## Natural-language object grounding data

=== Section Start ===

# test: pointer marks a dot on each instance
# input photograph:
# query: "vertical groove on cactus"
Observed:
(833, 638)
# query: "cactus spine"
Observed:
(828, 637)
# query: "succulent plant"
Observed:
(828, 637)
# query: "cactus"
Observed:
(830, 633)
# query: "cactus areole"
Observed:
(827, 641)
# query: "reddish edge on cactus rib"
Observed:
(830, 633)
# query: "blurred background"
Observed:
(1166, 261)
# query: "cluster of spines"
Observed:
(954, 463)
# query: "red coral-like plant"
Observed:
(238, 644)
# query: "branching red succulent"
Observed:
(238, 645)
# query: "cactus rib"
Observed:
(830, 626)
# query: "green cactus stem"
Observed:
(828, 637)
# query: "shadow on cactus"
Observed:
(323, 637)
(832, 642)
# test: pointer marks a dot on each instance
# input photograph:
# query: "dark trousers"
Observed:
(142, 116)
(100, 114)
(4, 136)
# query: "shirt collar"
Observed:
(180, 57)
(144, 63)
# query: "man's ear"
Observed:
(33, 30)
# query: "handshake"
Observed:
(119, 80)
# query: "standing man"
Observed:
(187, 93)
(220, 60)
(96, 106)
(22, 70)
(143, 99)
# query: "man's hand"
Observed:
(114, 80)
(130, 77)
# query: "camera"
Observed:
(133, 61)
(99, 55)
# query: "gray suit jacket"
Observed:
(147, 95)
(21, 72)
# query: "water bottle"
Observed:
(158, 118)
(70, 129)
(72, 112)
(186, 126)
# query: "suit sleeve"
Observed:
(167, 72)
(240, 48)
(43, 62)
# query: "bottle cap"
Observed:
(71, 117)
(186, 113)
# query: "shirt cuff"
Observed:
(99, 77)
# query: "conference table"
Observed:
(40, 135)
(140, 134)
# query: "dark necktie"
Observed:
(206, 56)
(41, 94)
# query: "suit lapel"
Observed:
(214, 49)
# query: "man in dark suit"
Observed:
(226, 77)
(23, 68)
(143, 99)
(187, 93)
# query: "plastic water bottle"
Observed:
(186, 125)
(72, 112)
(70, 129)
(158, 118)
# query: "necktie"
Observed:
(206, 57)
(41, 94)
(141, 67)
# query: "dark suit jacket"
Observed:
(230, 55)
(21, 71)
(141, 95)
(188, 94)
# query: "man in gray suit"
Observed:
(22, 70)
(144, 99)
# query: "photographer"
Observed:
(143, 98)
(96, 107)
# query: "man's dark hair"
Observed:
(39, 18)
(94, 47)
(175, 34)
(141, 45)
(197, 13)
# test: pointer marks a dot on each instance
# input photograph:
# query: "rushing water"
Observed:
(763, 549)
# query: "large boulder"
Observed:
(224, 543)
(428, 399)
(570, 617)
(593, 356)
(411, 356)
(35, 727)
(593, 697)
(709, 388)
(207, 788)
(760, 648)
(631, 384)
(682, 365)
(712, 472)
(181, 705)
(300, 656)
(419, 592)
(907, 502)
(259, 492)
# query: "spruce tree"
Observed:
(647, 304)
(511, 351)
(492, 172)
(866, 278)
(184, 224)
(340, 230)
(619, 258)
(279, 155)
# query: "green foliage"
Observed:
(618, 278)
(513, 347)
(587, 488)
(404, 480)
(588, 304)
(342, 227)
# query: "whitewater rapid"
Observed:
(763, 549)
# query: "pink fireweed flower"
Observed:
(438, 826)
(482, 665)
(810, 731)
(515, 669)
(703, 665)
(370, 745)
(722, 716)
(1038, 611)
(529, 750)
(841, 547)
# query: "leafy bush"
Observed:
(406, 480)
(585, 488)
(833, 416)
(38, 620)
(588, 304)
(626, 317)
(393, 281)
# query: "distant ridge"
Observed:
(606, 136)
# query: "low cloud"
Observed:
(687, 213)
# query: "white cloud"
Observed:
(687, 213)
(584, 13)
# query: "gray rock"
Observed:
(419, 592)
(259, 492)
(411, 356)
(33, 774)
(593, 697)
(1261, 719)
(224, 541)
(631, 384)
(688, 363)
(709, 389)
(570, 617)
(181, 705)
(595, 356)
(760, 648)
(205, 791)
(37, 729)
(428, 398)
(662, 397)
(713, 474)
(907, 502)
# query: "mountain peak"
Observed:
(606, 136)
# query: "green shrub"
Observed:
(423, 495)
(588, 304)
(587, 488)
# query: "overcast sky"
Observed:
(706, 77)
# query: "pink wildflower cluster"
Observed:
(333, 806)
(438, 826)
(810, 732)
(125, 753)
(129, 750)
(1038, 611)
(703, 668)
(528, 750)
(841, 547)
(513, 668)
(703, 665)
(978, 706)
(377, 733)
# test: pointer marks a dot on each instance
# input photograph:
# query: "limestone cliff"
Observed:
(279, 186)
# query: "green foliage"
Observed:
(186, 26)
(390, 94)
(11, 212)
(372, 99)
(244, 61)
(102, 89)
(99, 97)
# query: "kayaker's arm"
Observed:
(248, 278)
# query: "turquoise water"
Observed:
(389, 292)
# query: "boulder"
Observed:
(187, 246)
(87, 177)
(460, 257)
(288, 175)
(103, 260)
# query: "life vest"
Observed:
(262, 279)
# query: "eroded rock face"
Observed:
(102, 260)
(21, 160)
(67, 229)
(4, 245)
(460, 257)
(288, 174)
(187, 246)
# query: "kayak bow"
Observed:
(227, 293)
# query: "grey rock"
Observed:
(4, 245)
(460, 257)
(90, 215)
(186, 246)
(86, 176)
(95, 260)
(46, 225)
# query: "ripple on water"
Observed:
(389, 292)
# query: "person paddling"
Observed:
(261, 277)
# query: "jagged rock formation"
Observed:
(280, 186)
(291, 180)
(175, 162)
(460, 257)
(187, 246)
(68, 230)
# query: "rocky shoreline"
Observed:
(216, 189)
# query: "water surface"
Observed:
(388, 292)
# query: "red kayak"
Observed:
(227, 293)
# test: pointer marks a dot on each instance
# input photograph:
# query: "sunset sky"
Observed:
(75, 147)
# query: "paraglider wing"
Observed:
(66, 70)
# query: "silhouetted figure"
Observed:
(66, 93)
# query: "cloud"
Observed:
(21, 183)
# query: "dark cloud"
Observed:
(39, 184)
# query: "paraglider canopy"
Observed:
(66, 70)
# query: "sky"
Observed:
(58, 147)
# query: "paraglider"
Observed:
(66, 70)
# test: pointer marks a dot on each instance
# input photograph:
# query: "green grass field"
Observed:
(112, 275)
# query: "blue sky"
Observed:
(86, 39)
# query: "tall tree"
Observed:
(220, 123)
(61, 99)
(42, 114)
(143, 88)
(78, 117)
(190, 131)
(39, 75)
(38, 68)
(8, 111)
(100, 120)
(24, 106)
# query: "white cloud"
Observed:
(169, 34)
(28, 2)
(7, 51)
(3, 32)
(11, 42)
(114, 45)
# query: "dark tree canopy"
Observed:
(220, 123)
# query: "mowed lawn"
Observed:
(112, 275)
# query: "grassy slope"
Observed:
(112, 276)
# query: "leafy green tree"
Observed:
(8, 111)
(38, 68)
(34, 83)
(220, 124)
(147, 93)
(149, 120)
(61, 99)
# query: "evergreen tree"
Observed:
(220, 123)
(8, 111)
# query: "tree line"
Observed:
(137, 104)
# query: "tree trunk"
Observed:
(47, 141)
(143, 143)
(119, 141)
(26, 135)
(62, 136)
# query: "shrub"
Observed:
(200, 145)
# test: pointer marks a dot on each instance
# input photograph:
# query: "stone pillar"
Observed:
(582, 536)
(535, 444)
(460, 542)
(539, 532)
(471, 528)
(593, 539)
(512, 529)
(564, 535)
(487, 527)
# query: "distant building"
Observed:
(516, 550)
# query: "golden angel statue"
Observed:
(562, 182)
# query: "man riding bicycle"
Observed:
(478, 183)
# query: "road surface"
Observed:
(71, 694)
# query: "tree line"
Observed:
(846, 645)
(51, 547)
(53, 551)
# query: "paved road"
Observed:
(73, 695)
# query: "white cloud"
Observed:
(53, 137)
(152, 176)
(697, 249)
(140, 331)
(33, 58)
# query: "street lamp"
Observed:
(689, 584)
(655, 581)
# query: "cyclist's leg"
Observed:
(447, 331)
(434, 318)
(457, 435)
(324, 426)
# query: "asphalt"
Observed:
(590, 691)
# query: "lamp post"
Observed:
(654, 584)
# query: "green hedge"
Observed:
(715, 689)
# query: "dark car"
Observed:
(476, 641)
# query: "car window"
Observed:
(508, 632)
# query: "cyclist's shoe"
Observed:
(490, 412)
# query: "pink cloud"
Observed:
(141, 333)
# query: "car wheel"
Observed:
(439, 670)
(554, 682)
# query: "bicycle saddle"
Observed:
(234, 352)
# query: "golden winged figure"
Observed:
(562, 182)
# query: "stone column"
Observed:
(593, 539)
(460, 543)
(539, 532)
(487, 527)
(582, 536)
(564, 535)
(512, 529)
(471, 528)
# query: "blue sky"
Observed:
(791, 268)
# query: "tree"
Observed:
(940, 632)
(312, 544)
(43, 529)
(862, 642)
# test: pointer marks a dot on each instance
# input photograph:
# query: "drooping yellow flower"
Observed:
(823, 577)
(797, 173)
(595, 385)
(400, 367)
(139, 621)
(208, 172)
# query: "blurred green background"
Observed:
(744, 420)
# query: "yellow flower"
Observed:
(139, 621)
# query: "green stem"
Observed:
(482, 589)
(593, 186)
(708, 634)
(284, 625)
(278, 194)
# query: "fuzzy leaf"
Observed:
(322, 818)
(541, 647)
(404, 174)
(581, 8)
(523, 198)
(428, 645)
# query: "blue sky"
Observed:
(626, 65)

=== Section End ===

## Task details
Return a copy of every line in the records that includes the string "jacket".

## Solution
# query: "gray suit jacket"
# query: "dark suit jacket"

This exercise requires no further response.